## What is expected:
Rewrite everything in the data from the line containing "Can you see the cobblestone" down to the line containing "Can you see the yellow", switching "walking" to "strolling" and leaving all else unchanged. Give only those lines.

## Supplied material:
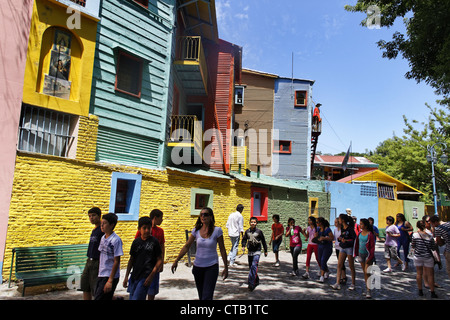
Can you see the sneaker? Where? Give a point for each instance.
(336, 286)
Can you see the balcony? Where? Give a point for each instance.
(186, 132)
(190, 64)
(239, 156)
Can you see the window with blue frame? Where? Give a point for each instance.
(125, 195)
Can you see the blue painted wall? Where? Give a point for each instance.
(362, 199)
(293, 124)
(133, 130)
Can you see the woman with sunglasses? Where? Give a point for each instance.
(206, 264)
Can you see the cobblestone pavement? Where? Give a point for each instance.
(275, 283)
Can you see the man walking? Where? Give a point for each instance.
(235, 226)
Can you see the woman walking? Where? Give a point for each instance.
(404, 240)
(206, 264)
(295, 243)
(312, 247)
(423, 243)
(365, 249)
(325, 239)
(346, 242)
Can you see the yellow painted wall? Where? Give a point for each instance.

* * *

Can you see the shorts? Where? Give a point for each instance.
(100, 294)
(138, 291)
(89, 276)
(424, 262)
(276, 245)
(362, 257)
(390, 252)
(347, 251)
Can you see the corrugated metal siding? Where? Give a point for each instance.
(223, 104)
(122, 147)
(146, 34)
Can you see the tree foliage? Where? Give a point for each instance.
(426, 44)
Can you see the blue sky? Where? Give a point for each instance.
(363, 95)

---

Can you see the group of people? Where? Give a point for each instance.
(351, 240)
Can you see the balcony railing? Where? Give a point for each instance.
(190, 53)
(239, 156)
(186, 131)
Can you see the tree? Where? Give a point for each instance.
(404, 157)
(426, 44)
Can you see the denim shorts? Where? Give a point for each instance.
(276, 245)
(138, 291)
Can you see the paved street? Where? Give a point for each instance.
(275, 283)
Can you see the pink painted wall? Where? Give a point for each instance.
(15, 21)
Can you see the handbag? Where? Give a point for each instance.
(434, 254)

## The result:
Can you see the cobblestone pavement? Where? Give a point for each instance.
(275, 283)
Can you see the man strolling? Where? Give a point for each instance.
(235, 226)
Can you see the woman strolling? Where? Give a point for each instance.
(404, 240)
(206, 264)
(295, 243)
(312, 247)
(423, 243)
(365, 249)
(325, 239)
(346, 242)
Can you see the yellow painted wall? Where? Give a point for each instance.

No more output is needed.